**Stated goal:**
Copy out the entries below in full and exactly.

Start of Provided data

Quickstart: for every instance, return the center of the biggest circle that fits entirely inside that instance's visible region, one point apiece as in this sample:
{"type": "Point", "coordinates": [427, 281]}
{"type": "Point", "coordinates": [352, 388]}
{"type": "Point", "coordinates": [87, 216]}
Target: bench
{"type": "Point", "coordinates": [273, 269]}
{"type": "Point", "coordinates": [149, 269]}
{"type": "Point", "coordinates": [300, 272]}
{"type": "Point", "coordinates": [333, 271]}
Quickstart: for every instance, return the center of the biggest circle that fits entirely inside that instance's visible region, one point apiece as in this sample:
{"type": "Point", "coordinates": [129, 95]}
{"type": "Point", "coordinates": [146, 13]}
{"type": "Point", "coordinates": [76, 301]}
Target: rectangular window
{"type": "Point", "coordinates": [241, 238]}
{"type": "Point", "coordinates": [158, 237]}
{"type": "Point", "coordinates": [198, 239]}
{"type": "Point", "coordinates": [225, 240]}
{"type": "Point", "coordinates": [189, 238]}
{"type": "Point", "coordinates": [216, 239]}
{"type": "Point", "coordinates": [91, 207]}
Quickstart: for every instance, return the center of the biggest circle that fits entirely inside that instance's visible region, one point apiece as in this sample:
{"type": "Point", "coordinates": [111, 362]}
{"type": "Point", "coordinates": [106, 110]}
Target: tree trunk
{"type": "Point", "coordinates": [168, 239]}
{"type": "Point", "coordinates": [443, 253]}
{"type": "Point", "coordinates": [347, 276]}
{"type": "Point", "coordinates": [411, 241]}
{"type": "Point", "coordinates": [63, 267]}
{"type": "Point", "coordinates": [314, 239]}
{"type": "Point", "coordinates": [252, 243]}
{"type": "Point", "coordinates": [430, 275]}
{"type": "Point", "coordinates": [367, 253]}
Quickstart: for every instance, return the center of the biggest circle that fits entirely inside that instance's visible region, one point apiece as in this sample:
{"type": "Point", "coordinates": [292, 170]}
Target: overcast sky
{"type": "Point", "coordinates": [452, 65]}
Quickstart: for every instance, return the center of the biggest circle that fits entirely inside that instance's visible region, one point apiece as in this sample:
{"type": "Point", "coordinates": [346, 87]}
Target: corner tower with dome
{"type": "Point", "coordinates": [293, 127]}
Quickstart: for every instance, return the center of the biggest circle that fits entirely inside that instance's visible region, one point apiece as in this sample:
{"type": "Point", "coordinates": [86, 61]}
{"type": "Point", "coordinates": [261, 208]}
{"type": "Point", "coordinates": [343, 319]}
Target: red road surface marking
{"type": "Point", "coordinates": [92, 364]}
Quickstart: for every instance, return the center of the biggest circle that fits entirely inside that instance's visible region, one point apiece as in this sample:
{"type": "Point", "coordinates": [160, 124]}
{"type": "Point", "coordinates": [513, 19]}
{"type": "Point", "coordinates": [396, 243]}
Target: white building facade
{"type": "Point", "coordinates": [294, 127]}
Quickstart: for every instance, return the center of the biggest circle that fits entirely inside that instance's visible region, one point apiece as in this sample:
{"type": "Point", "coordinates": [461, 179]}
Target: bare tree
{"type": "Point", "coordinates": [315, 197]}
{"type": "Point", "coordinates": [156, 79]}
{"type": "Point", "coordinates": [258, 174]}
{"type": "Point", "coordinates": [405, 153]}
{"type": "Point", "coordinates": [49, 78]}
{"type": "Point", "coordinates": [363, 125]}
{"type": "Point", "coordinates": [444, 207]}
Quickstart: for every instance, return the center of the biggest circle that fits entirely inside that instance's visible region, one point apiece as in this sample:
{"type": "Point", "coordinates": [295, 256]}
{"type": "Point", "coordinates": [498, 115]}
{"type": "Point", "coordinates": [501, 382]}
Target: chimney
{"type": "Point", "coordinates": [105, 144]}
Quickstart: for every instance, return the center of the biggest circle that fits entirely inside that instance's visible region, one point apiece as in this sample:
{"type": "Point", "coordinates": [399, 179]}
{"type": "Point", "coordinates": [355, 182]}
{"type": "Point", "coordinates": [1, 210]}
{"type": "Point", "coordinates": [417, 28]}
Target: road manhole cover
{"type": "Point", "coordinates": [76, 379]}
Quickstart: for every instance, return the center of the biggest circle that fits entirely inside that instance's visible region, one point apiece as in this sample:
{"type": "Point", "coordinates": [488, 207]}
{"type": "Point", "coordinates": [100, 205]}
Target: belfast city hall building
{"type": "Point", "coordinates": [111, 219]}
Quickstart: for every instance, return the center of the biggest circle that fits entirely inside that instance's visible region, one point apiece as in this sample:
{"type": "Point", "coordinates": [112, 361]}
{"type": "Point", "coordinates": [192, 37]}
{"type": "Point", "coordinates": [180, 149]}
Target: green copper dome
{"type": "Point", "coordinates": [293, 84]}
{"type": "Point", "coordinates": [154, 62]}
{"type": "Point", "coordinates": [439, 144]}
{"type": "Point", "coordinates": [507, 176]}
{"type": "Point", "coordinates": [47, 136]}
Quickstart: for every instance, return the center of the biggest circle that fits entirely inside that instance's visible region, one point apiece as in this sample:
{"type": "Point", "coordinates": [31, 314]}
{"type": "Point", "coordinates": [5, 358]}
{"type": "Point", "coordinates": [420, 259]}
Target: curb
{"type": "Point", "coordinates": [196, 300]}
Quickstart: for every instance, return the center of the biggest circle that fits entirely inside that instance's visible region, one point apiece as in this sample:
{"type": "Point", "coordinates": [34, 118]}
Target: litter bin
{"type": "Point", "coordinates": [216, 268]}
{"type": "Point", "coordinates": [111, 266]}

End of Provided data

**Exercise output:**
Quickstart: for every instance, return the center of the biggest circle that fits entirely inside that instance's visible region, one point apiece as in this sample:
{"type": "Point", "coordinates": [427, 281]}
{"type": "Point", "coordinates": [352, 388]}
{"type": "Point", "coordinates": [87, 216]}
Target: bench
{"type": "Point", "coordinates": [273, 269]}
{"type": "Point", "coordinates": [149, 269]}
{"type": "Point", "coordinates": [300, 272]}
{"type": "Point", "coordinates": [333, 271]}
Quickstart: for every instance, return the center of the biggest circle that fits entirely inside that instance's visible region, one point apiece as in this sample:
{"type": "Point", "coordinates": [129, 95]}
{"type": "Point", "coordinates": [146, 13]}
{"type": "Point", "coordinates": [76, 301]}
Target: rectangular window
{"type": "Point", "coordinates": [241, 238]}
{"type": "Point", "coordinates": [158, 237]}
{"type": "Point", "coordinates": [198, 239]}
{"type": "Point", "coordinates": [225, 240]}
{"type": "Point", "coordinates": [189, 238]}
{"type": "Point", "coordinates": [216, 239]}
{"type": "Point", "coordinates": [91, 207]}
Quickstart: for every instance, return the center of the biggest circle that fits entirely inside that instance's visible region, one point apiece as in this sample:
{"type": "Point", "coordinates": [111, 362]}
{"type": "Point", "coordinates": [106, 110]}
Target: tree trunk
{"type": "Point", "coordinates": [168, 239]}
{"type": "Point", "coordinates": [443, 253]}
{"type": "Point", "coordinates": [347, 276]}
{"type": "Point", "coordinates": [411, 241]}
{"type": "Point", "coordinates": [63, 267]}
{"type": "Point", "coordinates": [314, 239]}
{"type": "Point", "coordinates": [252, 243]}
{"type": "Point", "coordinates": [430, 275]}
{"type": "Point", "coordinates": [367, 253]}
Quickstart: for every instance, return the center of the biggest circle that fits entirely inside that instance's visible region, one point apiece as in this sample:
{"type": "Point", "coordinates": [292, 170]}
Target: overcast sky
{"type": "Point", "coordinates": [452, 65]}
Quickstart: for every instance, return the center of the biggest circle that fits entirely inside that instance's visible region, one point apiece as in this sample:
{"type": "Point", "coordinates": [346, 87]}
Target: corner tower with dome
{"type": "Point", "coordinates": [293, 127]}
Quickstart: for every instance, return the center of the biggest circle that fits entirely inside that instance's visible region, one point apiece as in this sample:
{"type": "Point", "coordinates": [86, 61]}
{"type": "Point", "coordinates": [261, 208]}
{"type": "Point", "coordinates": [343, 319]}
Target: red road surface marking
{"type": "Point", "coordinates": [92, 364]}
Quickstart: for every instance, return the center of the biggest circle that fits entirely inside that instance's visible region, one point apiece as in this sample:
{"type": "Point", "coordinates": [160, 124]}
{"type": "Point", "coordinates": [513, 19]}
{"type": "Point", "coordinates": [396, 243]}
Target: white building facade
{"type": "Point", "coordinates": [294, 127]}
Quickstart: for every instance, return the center of the biggest circle that fits entirely inside that instance's visible region, one point apiece as in this sample:
{"type": "Point", "coordinates": [461, 179]}
Target: bare tree
{"type": "Point", "coordinates": [315, 197]}
{"type": "Point", "coordinates": [156, 79]}
{"type": "Point", "coordinates": [258, 174]}
{"type": "Point", "coordinates": [405, 153]}
{"type": "Point", "coordinates": [49, 78]}
{"type": "Point", "coordinates": [363, 125]}
{"type": "Point", "coordinates": [444, 207]}
Quickstart: for every instance, return the center of the biggest circle that fits entirely inside that instance's visible region, one point apiece as in this sample:
{"type": "Point", "coordinates": [295, 256]}
{"type": "Point", "coordinates": [498, 115]}
{"type": "Point", "coordinates": [501, 382]}
Target: chimney
{"type": "Point", "coordinates": [105, 144]}
Quickstart: for every instance, return the center of the biggest circle that fits entirely inside that instance's visible region, one point apiece as in this sample:
{"type": "Point", "coordinates": [399, 179]}
{"type": "Point", "coordinates": [355, 182]}
{"type": "Point", "coordinates": [1, 210]}
{"type": "Point", "coordinates": [417, 28]}
Target: road manhole cover
{"type": "Point", "coordinates": [76, 379]}
Quickstart: for every instance, return the center of the biggest circle that fits entirely inside that instance's visible region, one point apiece as in this sample:
{"type": "Point", "coordinates": [488, 207]}
{"type": "Point", "coordinates": [100, 205]}
Target: belfast city hall building
{"type": "Point", "coordinates": [111, 219]}
Quickstart: for every instance, return the center of the biggest circle that fits entirely inside that instance's visible region, one point apiece as in this sample:
{"type": "Point", "coordinates": [112, 361]}
{"type": "Point", "coordinates": [192, 37]}
{"type": "Point", "coordinates": [180, 149]}
Target: green copper dome
{"type": "Point", "coordinates": [293, 84]}
{"type": "Point", "coordinates": [154, 62]}
{"type": "Point", "coordinates": [439, 144]}
{"type": "Point", "coordinates": [507, 176]}
{"type": "Point", "coordinates": [47, 136]}
Quickstart: for every instance, return the center of the biggest circle that fits entirely inside that instance's visible region, one point apiece as in this sample:
{"type": "Point", "coordinates": [31, 314]}
{"type": "Point", "coordinates": [5, 358]}
{"type": "Point", "coordinates": [420, 259]}
Target: curb
{"type": "Point", "coordinates": [196, 300]}
Quickstart: for every instance, return the center of the biggest circle that fits entirely inside that instance's visible region, one point apiece as in this sample:
{"type": "Point", "coordinates": [34, 118]}
Target: litter bin
{"type": "Point", "coordinates": [216, 268]}
{"type": "Point", "coordinates": [111, 266]}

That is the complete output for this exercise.